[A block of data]
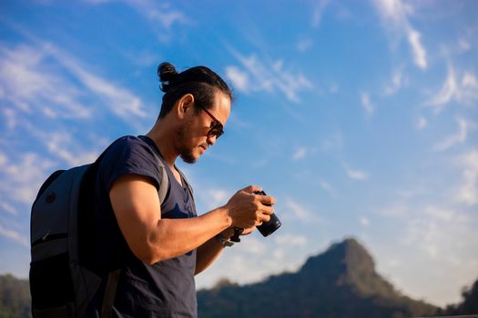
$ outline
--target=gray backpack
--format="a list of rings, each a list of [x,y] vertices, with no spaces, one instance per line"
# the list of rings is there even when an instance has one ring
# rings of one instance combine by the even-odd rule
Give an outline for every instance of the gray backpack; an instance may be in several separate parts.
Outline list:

...

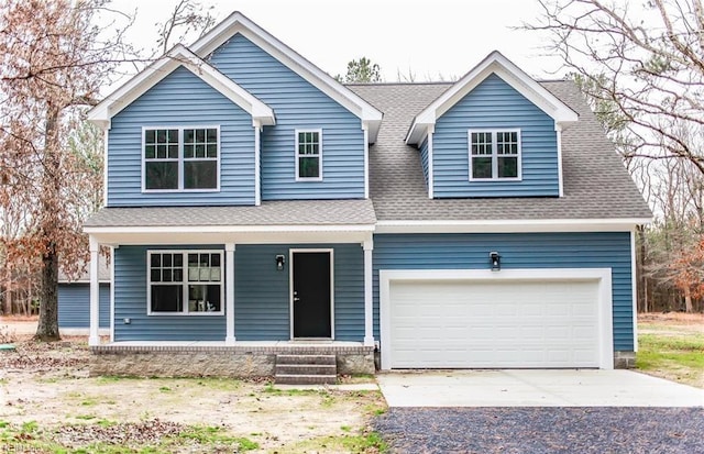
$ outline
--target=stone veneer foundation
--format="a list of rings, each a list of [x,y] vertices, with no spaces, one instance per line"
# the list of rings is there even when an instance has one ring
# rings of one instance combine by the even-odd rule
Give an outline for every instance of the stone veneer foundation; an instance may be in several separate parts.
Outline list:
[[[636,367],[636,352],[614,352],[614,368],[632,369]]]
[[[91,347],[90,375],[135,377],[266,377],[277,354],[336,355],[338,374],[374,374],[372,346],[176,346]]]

--

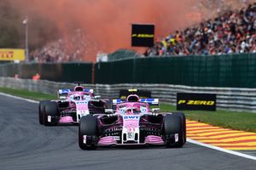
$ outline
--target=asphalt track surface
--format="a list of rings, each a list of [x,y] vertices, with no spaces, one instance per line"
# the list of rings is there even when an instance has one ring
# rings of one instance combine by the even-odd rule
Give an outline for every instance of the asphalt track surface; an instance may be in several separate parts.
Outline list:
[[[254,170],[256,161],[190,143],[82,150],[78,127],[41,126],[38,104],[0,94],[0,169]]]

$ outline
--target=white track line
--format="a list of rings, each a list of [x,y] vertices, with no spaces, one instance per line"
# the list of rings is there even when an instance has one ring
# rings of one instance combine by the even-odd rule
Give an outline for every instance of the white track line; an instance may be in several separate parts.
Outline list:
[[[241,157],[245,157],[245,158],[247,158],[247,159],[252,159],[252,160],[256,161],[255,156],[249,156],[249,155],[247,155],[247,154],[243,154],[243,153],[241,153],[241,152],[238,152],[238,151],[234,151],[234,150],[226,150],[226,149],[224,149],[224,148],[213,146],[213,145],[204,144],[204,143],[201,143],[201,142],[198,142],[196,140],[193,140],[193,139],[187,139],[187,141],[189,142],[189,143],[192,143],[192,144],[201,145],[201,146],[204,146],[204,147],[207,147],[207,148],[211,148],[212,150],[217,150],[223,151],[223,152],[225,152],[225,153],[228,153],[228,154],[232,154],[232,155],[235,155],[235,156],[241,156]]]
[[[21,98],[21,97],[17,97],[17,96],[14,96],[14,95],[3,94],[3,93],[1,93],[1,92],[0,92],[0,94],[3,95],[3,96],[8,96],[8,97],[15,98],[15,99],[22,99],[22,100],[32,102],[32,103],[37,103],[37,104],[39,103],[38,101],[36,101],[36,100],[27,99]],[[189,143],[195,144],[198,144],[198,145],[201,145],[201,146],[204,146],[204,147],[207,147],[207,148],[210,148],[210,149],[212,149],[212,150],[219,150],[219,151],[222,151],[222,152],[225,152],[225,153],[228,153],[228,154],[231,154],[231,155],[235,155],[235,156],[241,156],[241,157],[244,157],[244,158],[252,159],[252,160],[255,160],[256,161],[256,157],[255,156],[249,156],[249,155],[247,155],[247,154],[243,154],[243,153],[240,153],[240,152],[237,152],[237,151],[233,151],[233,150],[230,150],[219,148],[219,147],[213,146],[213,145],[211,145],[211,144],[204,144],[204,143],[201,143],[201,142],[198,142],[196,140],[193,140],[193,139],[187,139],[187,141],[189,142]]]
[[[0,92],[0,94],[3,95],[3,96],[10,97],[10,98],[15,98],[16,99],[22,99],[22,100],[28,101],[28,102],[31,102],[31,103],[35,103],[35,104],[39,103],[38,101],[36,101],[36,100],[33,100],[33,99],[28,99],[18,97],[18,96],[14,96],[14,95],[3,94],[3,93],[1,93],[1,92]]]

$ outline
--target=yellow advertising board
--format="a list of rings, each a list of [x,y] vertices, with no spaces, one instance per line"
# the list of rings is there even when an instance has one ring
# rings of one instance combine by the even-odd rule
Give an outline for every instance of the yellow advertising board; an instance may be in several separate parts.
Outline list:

**SHORT TASK**.
Pull out every line of the listing above that contains the string "veneer". Case counts.

**EXERCISE ANSWER**.
--target=stone veneer foundation
Give an outline for every instance of the stone veneer foundation; an instance may be in several separate parts.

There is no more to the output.